■ The task ■
Can you reproduce the stretch of items from the line containing "Q: Point to every instance of the cloud" through the end of the items, both ends included and requests kept, shifting every point coordinate in the answers up by 81? Leave the requests and their sample coordinates unchanged, and keep the pictures out of your reply.

■ Extracted information ■
-*-
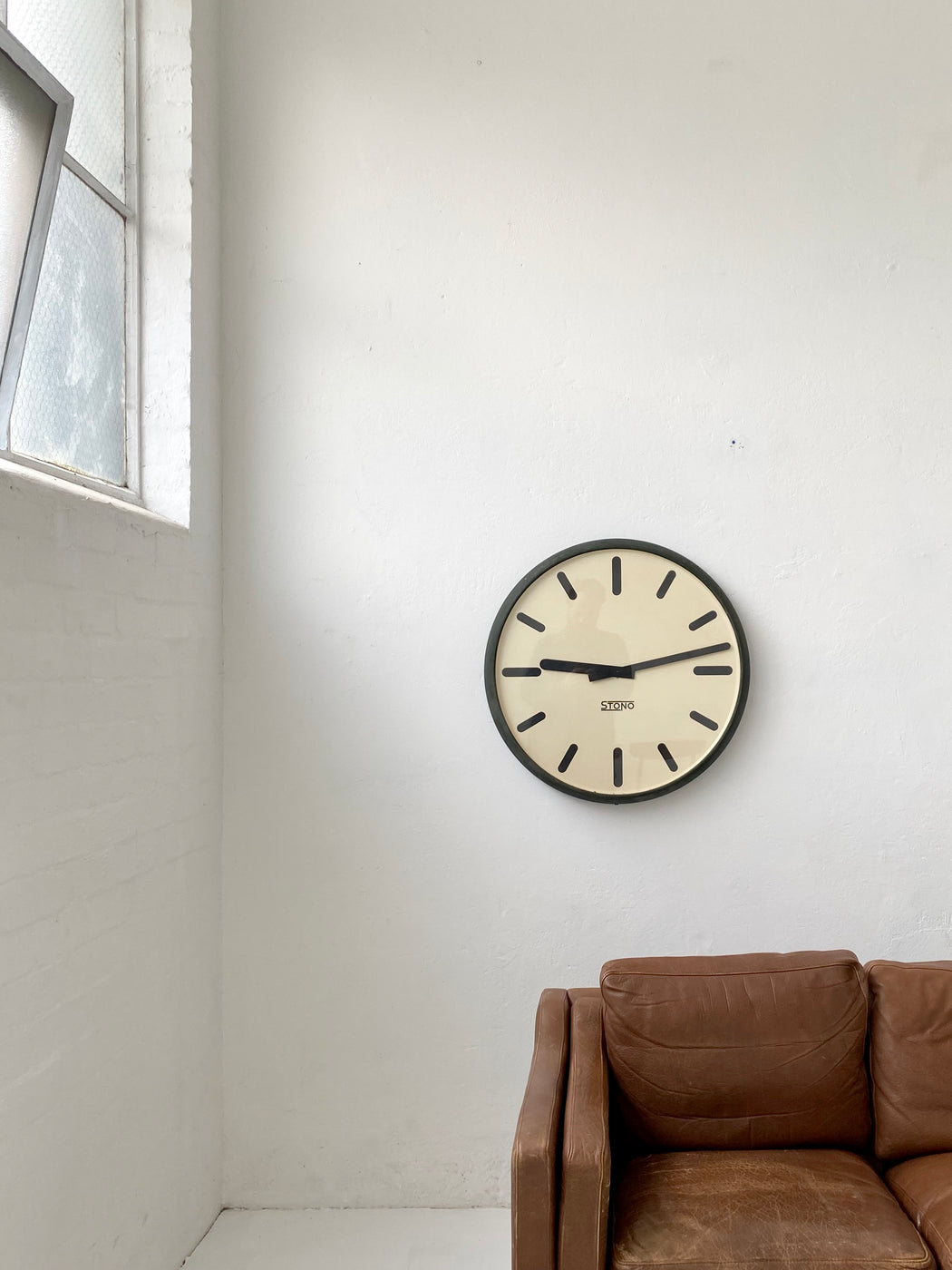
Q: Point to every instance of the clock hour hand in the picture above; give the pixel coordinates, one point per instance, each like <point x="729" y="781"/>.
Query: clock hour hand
<point x="624" y="672"/>
<point x="593" y="669"/>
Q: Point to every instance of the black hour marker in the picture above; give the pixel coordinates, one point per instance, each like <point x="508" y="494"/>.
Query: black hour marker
<point x="530" y="723"/>
<point x="698" y="718"/>
<point x="568" y="757"/>
<point x="702" y="621"/>
<point x="568" y="588"/>
<point x="530" y="621"/>
<point x="665" y="586"/>
<point x="666" y="755"/>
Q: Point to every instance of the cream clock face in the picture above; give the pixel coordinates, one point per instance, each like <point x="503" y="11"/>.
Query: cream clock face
<point x="617" y="670"/>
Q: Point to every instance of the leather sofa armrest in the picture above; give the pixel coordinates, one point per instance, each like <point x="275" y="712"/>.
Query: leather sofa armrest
<point x="537" y="1147"/>
<point x="587" y="1159"/>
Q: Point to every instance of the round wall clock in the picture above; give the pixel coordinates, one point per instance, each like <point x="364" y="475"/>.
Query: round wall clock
<point x="617" y="670"/>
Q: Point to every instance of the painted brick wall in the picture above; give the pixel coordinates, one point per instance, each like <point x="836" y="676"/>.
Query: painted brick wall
<point x="111" y="785"/>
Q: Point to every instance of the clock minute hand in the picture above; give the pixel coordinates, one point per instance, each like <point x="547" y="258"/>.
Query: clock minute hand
<point x="624" y="672"/>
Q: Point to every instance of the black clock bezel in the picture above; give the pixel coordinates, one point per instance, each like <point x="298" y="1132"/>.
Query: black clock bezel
<point x="516" y="594"/>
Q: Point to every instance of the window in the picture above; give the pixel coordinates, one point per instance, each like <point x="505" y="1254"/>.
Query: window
<point x="76" y="400"/>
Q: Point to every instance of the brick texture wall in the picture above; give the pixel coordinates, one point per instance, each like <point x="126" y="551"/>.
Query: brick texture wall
<point x="110" y="796"/>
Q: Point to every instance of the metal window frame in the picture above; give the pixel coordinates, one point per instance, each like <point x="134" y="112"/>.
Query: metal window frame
<point x="131" y="491"/>
<point x="61" y="102"/>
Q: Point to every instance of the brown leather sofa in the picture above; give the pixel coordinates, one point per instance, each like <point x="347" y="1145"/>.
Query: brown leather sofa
<point x="758" y="1111"/>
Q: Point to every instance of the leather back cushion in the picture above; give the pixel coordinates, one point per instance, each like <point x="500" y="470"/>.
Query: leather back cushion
<point x="910" y="1057"/>
<point x="739" y="1051"/>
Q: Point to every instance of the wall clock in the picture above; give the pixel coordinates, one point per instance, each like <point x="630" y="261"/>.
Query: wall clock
<point x="617" y="670"/>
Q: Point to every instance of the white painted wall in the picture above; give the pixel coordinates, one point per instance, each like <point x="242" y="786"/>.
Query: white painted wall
<point x="111" y="777"/>
<point x="500" y="278"/>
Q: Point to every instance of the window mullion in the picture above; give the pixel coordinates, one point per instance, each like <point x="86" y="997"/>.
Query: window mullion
<point x="97" y="186"/>
<point x="133" y="478"/>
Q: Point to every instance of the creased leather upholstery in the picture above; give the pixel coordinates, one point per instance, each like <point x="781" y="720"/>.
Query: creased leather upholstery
<point x="759" y="1210"/>
<point x="923" y="1187"/>
<point x="736" y="1051"/>
<point x="537" y="1146"/>
<point x="910" y="1057"/>
<point x="587" y="1165"/>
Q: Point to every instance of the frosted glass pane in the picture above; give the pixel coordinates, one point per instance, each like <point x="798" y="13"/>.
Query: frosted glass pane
<point x="83" y="42"/>
<point x="70" y="404"/>
<point x="25" y="123"/>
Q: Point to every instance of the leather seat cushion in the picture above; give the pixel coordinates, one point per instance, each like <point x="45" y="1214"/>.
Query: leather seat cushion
<point x="923" y="1187"/>
<point x="735" y="1051"/>
<point x="761" y="1209"/>
<point x="910" y="1057"/>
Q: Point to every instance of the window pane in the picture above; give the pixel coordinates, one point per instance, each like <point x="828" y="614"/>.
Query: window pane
<point x="83" y="44"/>
<point x="25" y="122"/>
<point x="70" y="405"/>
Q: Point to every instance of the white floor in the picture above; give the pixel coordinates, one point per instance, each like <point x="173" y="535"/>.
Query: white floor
<point x="372" y="1238"/>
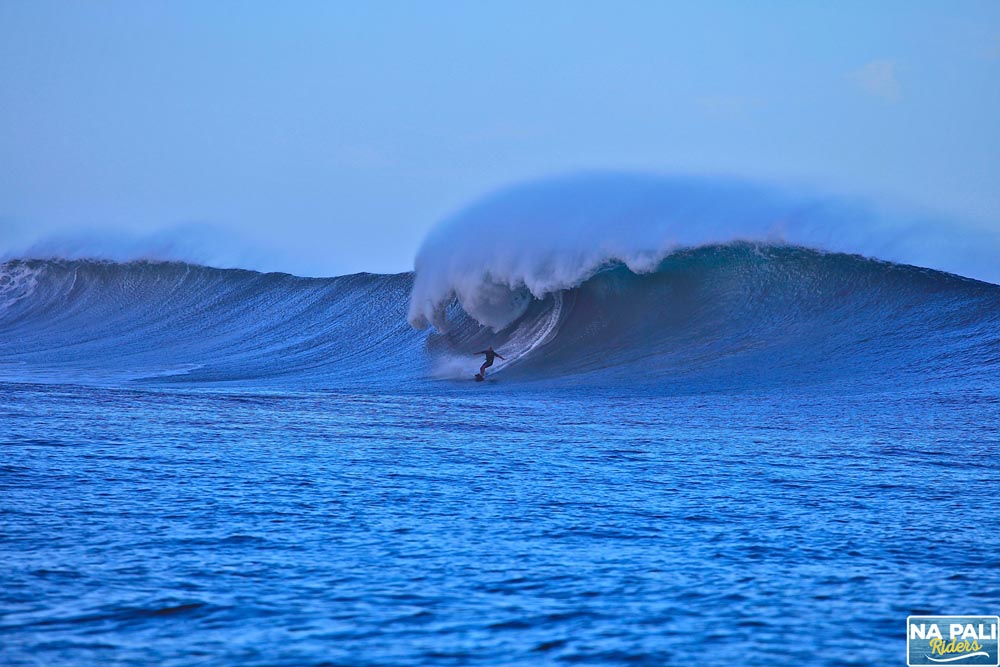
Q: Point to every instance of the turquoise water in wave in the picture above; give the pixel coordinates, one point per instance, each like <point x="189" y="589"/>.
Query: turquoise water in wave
<point x="195" y="526"/>
<point x="753" y="455"/>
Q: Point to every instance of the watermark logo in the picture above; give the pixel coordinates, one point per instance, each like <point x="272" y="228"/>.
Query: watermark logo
<point x="932" y="641"/>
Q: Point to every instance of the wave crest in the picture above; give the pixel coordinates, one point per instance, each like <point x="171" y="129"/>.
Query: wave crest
<point x="543" y="237"/>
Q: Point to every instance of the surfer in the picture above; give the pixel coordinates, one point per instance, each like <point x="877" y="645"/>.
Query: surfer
<point x="490" y="355"/>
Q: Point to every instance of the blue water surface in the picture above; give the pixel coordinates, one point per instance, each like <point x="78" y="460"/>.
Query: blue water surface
<point x="479" y="525"/>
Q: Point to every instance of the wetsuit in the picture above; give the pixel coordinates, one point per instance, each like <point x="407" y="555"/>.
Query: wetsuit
<point x="490" y="356"/>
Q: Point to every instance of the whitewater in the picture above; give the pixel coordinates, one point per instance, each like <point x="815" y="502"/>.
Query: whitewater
<point x="729" y="414"/>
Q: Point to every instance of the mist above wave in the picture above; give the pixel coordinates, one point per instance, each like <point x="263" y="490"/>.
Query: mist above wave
<point x="546" y="236"/>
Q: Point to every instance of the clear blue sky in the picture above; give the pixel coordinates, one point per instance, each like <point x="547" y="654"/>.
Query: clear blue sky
<point x="333" y="135"/>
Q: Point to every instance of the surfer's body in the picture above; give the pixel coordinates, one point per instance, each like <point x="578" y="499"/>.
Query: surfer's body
<point x="491" y="354"/>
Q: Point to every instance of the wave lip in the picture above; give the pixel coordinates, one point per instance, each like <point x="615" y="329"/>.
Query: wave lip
<point x="539" y="238"/>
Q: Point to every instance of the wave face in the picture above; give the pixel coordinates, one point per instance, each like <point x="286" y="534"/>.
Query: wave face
<point x="549" y="236"/>
<point x="94" y="320"/>
<point x="729" y="317"/>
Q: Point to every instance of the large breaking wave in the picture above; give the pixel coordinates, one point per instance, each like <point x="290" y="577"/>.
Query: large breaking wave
<point x="623" y="282"/>
<point x="544" y="237"/>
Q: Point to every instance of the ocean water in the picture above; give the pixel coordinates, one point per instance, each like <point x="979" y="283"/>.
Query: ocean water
<point x="743" y="454"/>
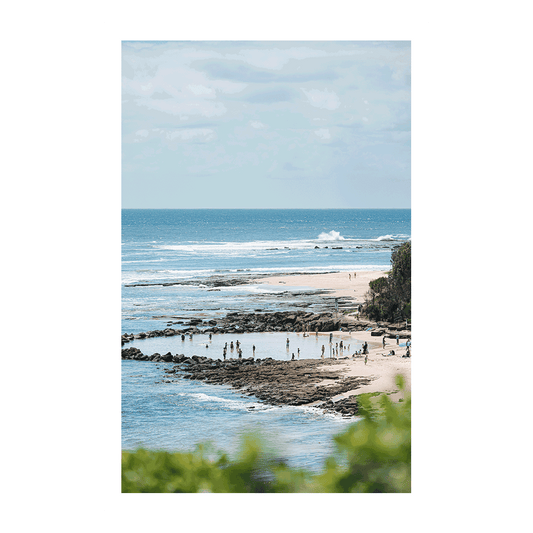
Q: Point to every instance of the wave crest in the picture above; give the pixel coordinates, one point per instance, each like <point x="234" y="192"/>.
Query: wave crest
<point x="331" y="236"/>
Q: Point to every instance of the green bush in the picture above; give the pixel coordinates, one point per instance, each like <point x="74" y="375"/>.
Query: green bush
<point x="373" y="455"/>
<point x="390" y="298"/>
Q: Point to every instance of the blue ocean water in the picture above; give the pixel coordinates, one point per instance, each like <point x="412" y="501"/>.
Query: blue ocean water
<point x="190" y="246"/>
<point x="175" y="246"/>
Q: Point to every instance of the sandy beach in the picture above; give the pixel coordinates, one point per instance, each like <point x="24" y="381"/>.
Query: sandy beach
<point x="340" y="282"/>
<point x="310" y="381"/>
<point x="381" y="367"/>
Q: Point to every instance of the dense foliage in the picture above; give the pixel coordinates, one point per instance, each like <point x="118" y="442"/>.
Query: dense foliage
<point x="374" y="455"/>
<point x="389" y="298"/>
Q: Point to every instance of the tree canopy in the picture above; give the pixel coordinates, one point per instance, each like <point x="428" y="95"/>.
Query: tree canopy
<point x="389" y="298"/>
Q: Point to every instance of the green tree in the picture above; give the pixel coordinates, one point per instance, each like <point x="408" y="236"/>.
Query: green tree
<point x="390" y="298"/>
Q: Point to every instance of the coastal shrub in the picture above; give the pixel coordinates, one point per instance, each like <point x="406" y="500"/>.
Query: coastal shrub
<point x="373" y="455"/>
<point x="389" y="298"/>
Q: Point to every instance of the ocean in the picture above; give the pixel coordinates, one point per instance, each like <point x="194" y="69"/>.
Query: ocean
<point x="169" y="261"/>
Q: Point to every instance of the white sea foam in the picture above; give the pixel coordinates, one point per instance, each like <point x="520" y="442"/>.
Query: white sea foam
<point x="390" y="238"/>
<point x="228" y="403"/>
<point x="331" y="236"/>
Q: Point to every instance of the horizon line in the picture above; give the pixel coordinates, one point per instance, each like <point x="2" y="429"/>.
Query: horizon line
<point x="265" y="208"/>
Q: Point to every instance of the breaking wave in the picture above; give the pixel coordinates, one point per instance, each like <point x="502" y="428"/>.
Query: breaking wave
<point x="331" y="236"/>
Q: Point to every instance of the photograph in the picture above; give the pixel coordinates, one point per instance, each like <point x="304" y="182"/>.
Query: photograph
<point x="265" y="266"/>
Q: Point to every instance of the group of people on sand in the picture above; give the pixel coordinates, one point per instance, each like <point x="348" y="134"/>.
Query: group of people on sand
<point x="236" y="346"/>
<point x="407" y="345"/>
<point x="336" y="350"/>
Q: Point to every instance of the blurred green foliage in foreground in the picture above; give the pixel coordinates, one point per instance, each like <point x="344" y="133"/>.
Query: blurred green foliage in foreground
<point x="375" y="455"/>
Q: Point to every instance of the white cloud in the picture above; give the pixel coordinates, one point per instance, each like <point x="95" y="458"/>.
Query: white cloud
<point x="199" y="89"/>
<point x="323" y="133"/>
<point x="323" y="99"/>
<point x="204" y="108"/>
<point x="201" y="134"/>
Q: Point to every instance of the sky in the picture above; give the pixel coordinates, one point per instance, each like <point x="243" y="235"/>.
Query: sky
<point x="266" y="124"/>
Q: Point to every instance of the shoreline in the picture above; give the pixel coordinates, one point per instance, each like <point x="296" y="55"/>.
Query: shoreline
<point x="303" y="382"/>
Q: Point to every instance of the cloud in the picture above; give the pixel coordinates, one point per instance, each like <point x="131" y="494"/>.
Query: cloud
<point x="322" y="99"/>
<point x="198" y="134"/>
<point x="244" y="74"/>
<point x="323" y="133"/>
<point x="270" y="96"/>
<point x="184" y="108"/>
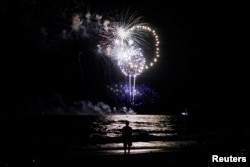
-*-
■ Finished exercise ■
Q: Point to every instance of the cloud in the picture above; give the pixel coordinates, one point per instance, each like <point x="131" y="494"/>.
Query: cloud
<point x="403" y="180"/>
<point x="279" y="215"/>
<point x="325" y="155"/>
<point x="404" y="214"/>
<point x="351" y="177"/>
<point x="265" y="189"/>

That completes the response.